■ **Potongan Dokumen**:
↓↓↓

Tulisan ini Lahir ditengah sikap skeptis dan pesimis masyarakat terhadap kondisi sekarang dalam membentuk sebuah kebijakan dan penegakannya. sikap skeptis masyarakat terjadi karena berbagai perkara hukum di Negara ini, khusus pada pengambilan kebijakan pemerintah dalam pembentukan sebuah aturan.
Salah satu persoalan sekarang, dunia sedang menghadapi masalah yang paling fenomenal (Pandemi Covid-19), mau tidak mau Negara hingga lapisan masyarakat harus bekerja sama dalam menghadapai Pandemi Covid-19 ini.
Fokus pada sebuah aturan yang dikeluarkan oleh pemerintah dianggap belum ditangani secara tidak pasti dan dirasakan tidak adil dikarnakan misal penanganan perkara pidana, juga soal kebijakan dalam penanganan Covid-19 masih dipengaruhi oleh, katakan itu "uang dan kekuasaan".
Dalam konteks ini penulis perlu membawa pada sekitar era tahun 1970-an, setelah perang dunia ke II, menunjukan tanda keprihatinan yang sangat kuat terhadap eksistensi hukum dalam pengambilan kebijakan dan penegakan hukum. Singkatnya, pada era tersebut dikenal sebagai era secepticism atau "keragu-raguan".

↑↑↑

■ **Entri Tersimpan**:
↓↓↓

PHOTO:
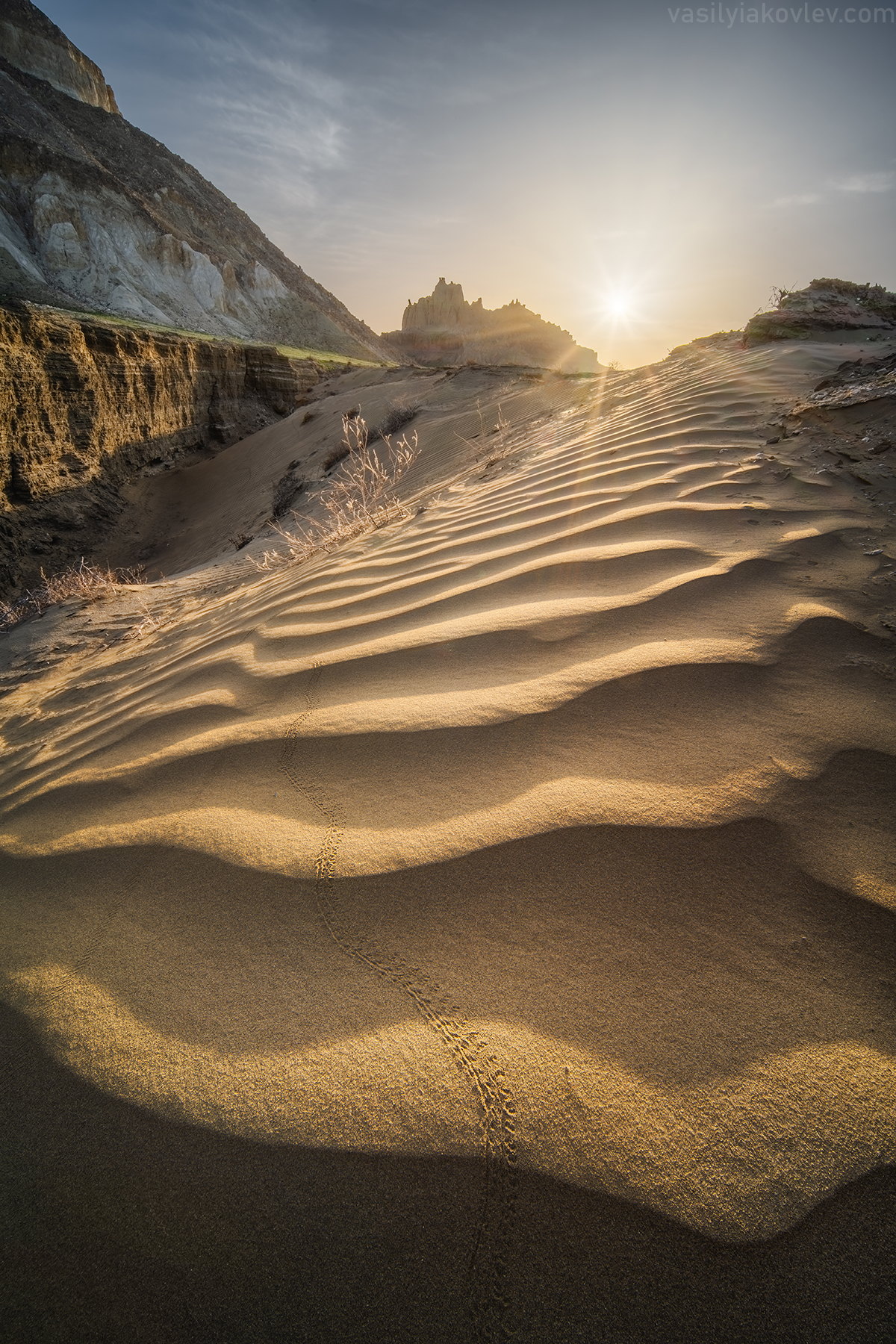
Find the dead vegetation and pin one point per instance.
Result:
(359, 499)
(87, 582)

↑↑↑

■ **Daftar Tugas**:
**A.** Kutip tanpa perubahan bagian tulisan tentang kebijakan dan penegakan hukum, yaitu bagian yang diawali kata-kata berisi "Tulisan ini Lahir" dan diakhiri "Pandemi Covid-19 ini.".
**B.** Tuliskan tiga kata pertama dari setiap paragraf dalam tulisan tentang kebijakan dan penegakan hukum.
**C.** Lanjutkan tulisan tentang skeptisisme terhadap kebijakan dan penegakan hukum, dimulai tepat setelah kalimat terakhir yang tercantum.

■ **Hasil**:
**A.**
Tulisan ini Lahir ditengah sikap skeptis dan pesimis masyarakat terhadap kondisi sekarang dalam membentuk sebuah kebijakan dan penegakannya. sikap skeptis masyarakat terjadi karena berbagai perkara hukum di Negara ini, khusus pada pengambilan kebijakan pemerintah dalam pembentukan sebuah aturan.
Salah satu persoalan sekarang, dunia sedang menghadapi masalah yang paling fenomenal (Pandemi Covid-19), mau tidak mau Negara hingga lapisan masyarakat harus bekerja sama dalam menghadapai Pandemi Covid-19 ini.

**B.**
- Tulisan ini Lahir
- Salah satu persoalan
- Fokus pada sebuah
- Dalam konteks ini

**C.**
Mengutip Albert W. Alschuler, dalam bukunya yang berjudul "Law Without Values", mengemukakan karaguan disebabkan, pertama, ada kekeliruan atau ketidak jelasan tentang konsep hukum dari sudut pandang pragmatism-utilitarian; kedua, hukum dipahami sebagai kekuatan yang mementingkan diri sendiri atau hukum dipandang sebagai politics unguided by principle atau pada intinya bahwa sebuah politik hukum tidak berdasarkan pada prinsip-prinsip hukum.
Sepaham dengan Alschuler, Posner menyatakan bahwa pemahaman tersebut karena telah ditafsirkan sebagai applied utilitarianism, yaitu lebih mengutamakan keinginan manusia atau kepentingan kelompok tanpa mempertimbangkan kesejahteraan masyarakat yang lebih besar.
Intinya menurut penulis pemahaman keliru tentang pembentukan sebuah hukum, telah mengunggulkan hawa nafsu untuk kepentingan tertentu(") tanpa dilatarbelakangi kesejahteraan sosial.
Dalam kaitan ini perlu penulis kutip pendapat Robert Bork dalam buku Alschuler, yang menurut pemahaman penulis bahwa penilaian atas kekeliruan tersebut adalah "nilai kesusilaan" dan "etika sosial" yang menjadi dasar seseorang berbuat sesuatu yang berbeda dengan orang lain.Â
Pernyataan Bork meyakinkan penulis bahwa dalam pengambilan kebijakan tanpa nurani, akan sangat jauh dari nilai kesusilaan atau etika sosial. Seperti sudah penulis sampaikan sebelumnya, bahawa kebijakan mengunggulkan hawa nafsu untuk kepentingan tertentu(") tanpa mempertimbangkan kesejahteraan masyarakat yang lebih besar, akan berakibat kehancuran.
Bertolak dari Posner dan Bork dapat dipahami mengapa kemudian Alschuler menyebut keadaan tersebut, bahkan menurut penulis sampai saat ini tetap demikian, yaitu menurutnya "Hukum Tanpa Nilai" (law without values).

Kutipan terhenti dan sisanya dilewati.